Text under study:
Think, for example, of yourself. Are there any numbers that actually convey who you are with real meaning? It’s a pretty low-risk guess that your answer will be no. You are more than your age, your weight, your height, your income, or any other quantifiable demographics. In fact, you are a lot more.

But positivists satisfy themselves with quantitative results because they are reliable.

Real knowledge is a lot less certain. There is, in fact, no theory of truth that holds water. You can find glaring weaknesses in every one of them.[2] Which is to say that thousands of years after philosophers first started wondering what truth is, we still don’t know what it is.

Brief 1: Please condense the paragraph of the passage on truth that begins "Think, for example, of yourself" into a shorter version that keeps its main points.
Brief 2: Pick up the passage on truth after its final sentence and continue it in the same line of argument.
The entries that follow have no connection to the passage on truth.

Dataset records:
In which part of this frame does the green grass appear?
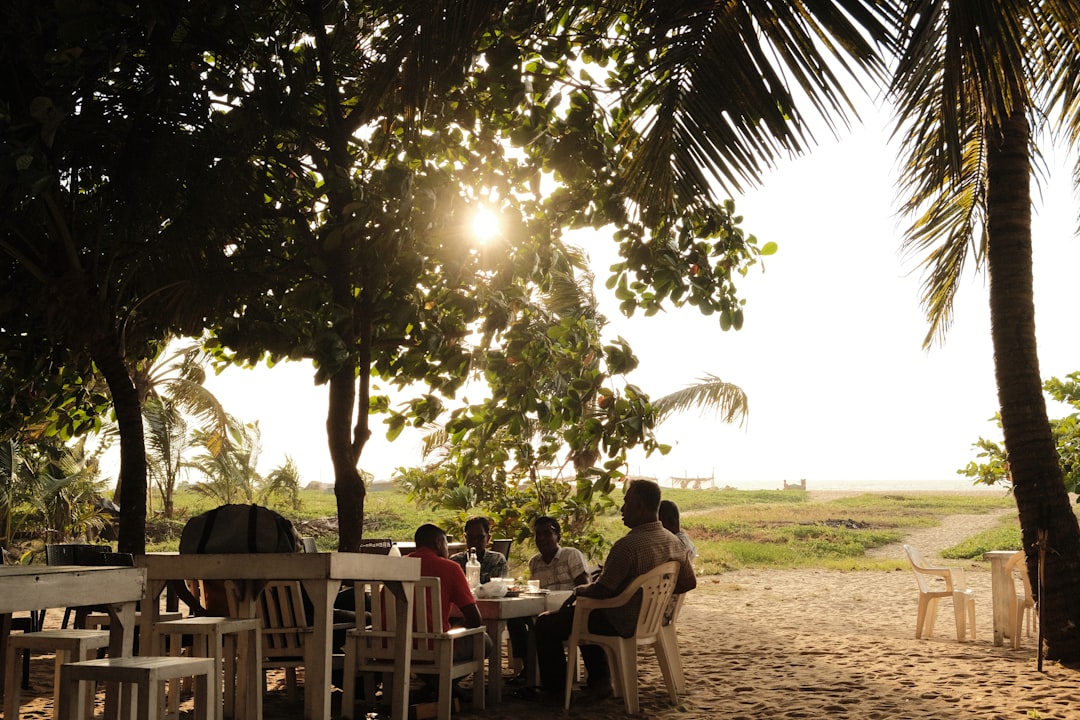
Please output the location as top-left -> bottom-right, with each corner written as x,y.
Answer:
148,489 -> 1020,574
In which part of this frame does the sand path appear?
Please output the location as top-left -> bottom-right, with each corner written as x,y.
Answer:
12,507 -> 1080,720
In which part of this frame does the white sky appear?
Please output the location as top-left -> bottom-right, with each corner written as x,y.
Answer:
198,112 -> 1080,490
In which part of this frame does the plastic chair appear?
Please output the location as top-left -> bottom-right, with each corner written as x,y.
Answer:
660,593 -> 686,695
1005,551 -> 1036,650
257,580 -> 355,699
564,560 -> 680,714
904,545 -> 975,642
341,578 -> 485,720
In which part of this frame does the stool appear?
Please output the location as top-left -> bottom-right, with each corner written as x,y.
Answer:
3,630 -> 109,720
58,655 -> 221,720
154,616 -> 262,719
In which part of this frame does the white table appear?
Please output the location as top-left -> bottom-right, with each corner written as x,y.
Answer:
466,595 -> 548,703
135,553 -> 420,720
983,551 -> 1020,646
0,565 -> 147,718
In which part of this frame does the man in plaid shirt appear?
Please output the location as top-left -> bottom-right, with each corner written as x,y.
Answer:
527,479 -> 698,702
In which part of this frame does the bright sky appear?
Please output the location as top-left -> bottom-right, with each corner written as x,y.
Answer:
200,112 -> 1080,490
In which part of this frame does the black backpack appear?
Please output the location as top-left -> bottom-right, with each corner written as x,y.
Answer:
173,504 -> 301,616
180,505 -> 301,553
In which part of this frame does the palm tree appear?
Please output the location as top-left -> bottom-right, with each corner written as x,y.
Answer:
652,373 -> 750,425
183,416 -> 300,510
892,0 -> 1080,660
135,344 -> 229,519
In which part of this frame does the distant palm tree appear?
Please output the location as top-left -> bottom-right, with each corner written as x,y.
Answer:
133,344 -> 229,518
184,416 -> 300,508
652,373 -> 750,425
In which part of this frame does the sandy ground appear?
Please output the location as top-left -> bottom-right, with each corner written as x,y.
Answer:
10,505 -> 1080,720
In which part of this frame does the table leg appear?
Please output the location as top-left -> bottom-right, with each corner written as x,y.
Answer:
105,601 -> 135,718
484,620 -> 507,703
386,582 -> 416,720
990,554 -> 1013,646
302,580 -> 341,720
0,612 -> 11,696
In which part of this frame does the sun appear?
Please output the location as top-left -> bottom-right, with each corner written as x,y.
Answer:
472,207 -> 502,243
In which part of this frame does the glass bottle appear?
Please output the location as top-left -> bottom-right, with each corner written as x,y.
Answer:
465,547 -> 480,588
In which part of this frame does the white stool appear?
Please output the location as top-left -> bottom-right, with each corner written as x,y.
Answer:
3,630 -> 109,720
58,656 -> 221,720
154,617 -> 262,719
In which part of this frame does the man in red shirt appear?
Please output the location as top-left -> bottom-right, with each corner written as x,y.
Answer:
409,522 -> 492,660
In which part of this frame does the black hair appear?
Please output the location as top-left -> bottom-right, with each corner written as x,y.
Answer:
623,478 -> 660,513
657,500 -> 681,532
413,522 -> 446,549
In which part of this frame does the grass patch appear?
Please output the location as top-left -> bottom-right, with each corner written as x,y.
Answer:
941,517 -> 1024,560
156,489 -> 1020,574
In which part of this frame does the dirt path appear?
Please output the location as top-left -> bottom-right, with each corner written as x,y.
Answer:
866,507 -> 1016,558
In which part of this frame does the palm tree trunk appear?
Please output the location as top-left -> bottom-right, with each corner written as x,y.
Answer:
986,108 -> 1080,661
326,363 -> 365,553
91,337 -> 147,555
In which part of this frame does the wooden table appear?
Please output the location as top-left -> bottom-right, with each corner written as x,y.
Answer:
466,595 -> 548,703
135,553 -> 420,720
983,551 -> 1020,646
0,565 -> 147,717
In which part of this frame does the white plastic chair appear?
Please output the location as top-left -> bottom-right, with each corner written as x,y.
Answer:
904,545 -> 975,642
660,593 -> 686,695
1005,551 -> 1036,650
341,576 -> 485,720
564,560 -> 679,714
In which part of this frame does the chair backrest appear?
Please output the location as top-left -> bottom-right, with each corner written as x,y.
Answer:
904,545 -> 953,593
630,560 -> 681,640
664,593 -> 686,625
360,538 -> 394,555
357,576 -> 445,662
258,580 -> 311,657
1005,551 -> 1035,608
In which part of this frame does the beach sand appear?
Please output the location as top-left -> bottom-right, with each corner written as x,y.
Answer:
10,507 -> 1080,720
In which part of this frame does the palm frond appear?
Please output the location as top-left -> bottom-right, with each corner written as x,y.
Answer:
652,375 -> 750,427
616,0 -> 897,202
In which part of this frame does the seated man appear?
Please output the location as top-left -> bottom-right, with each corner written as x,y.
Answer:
527,480 -> 698,702
450,516 -> 507,584
507,515 -> 589,684
408,522 -> 492,660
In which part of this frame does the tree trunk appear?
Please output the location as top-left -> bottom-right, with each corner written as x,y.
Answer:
91,338 -> 147,555
986,109 -> 1080,662
326,364 -> 365,553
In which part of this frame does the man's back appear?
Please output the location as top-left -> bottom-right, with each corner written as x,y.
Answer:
578,521 -> 698,637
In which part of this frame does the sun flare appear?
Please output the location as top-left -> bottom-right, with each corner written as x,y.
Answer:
472,207 -> 500,243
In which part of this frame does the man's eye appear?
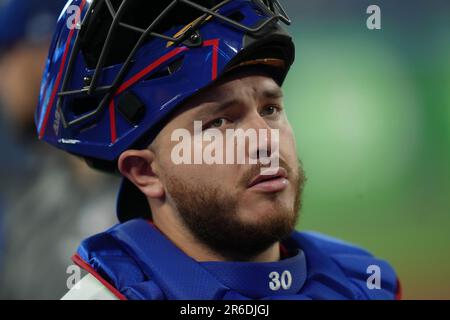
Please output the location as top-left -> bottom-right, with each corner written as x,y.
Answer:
205,118 -> 227,129
261,106 -> 280,117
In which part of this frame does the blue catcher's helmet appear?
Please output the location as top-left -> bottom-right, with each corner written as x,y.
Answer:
35,0 -> 294,221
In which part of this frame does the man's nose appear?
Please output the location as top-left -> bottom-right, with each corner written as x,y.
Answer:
246,112 -> 279,165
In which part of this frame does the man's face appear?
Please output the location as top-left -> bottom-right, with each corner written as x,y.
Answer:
152,72 -> 305,260
0,43 -> 48,130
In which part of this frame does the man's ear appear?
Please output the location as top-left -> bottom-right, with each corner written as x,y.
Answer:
118,149 -> 164,198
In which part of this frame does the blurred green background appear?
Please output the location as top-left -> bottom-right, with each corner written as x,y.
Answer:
283,0 -> 450,299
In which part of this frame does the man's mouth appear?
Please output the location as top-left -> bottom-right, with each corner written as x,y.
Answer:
247,167 -> 289,192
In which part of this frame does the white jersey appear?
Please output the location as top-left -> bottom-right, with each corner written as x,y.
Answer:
61,274 -> 119,300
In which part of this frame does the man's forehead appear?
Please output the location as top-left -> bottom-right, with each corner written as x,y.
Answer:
154,68 -> 283,148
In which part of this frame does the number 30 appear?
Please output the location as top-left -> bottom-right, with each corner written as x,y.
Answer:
269,270 -> 292,291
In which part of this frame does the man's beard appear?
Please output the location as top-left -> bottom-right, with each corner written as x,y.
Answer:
167,159 -> 306,261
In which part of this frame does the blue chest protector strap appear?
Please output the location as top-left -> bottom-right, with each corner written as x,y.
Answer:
77,219 -> 397,300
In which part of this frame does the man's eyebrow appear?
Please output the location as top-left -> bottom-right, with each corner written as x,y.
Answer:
262,87 -> 283,99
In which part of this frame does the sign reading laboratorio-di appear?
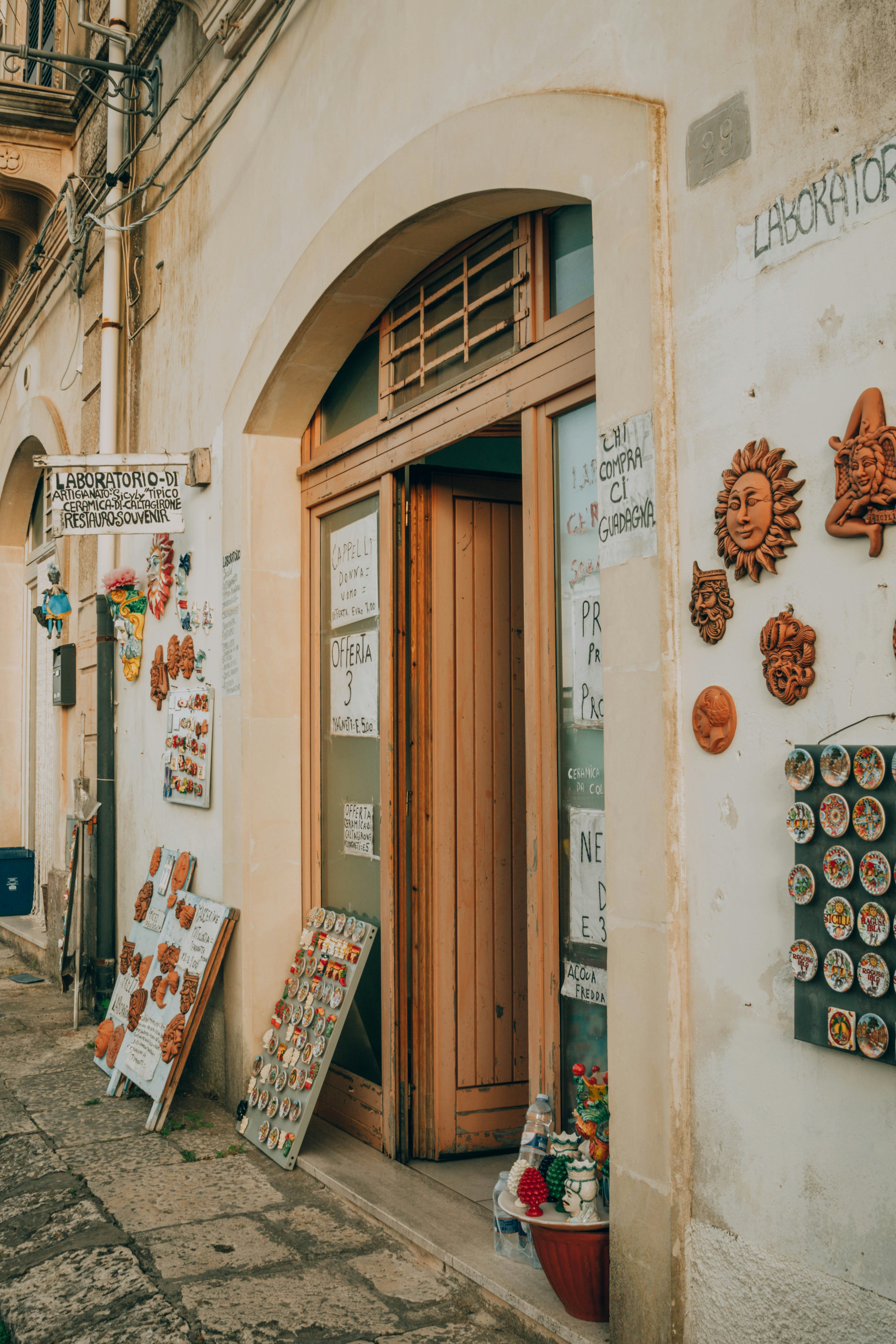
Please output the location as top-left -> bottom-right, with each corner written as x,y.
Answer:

Answer 1: Consider whether any numbers meaningfully capture who you are. Almost certainly none do: you are far more than your age, weight, height, income, or any other measurable demographic.

Answer 2:
And so-called ‘objective’ knowledge simply doesn’t exist, at least among humans. For it to exist, we would have to have a “God’s eye” view of the world. We would have to be omniscient in every detail. But positivism assumes that objectivity is possible.[3]

In addition to being uncertain, real knowledge is rich and nuanced. That richness and that nuance generally cannot be captured in numbers. And it will, much more often than not, be missed with scientific method. Which is why we have qualitative inquiry.[4]

But positivists insist that their’s is the only legitimate way of knowing.[5] In particularly crude form, this appears when atheists cite ‘science’ as a refutation of religion: God’s existence cannot be ‘proven,’ therefore s/he does not exist. (You won’t hear actual scientists make such a claim because in order to sustain it, they would have to be able to explore every nook and cranny of the entire universe and of, if they exist, all other universes, observable or not, on every level, just to rule out her or his existence.)

In positivism, any attempt to delve beyond reliable results is dismissed as ‘subjective.’ And subjectivity is unreliable. It is not ‘generalizable.’[6]

But with standpoint theory, and even more so with systems theory,[7] we know that the only view we have is subjective. At the end of the day, we are all just individuals looking at our niches, comparing notes, interacting with each other, and jointly constructing a ‘reality.’ And we know relatively little about what lies beyond that construction.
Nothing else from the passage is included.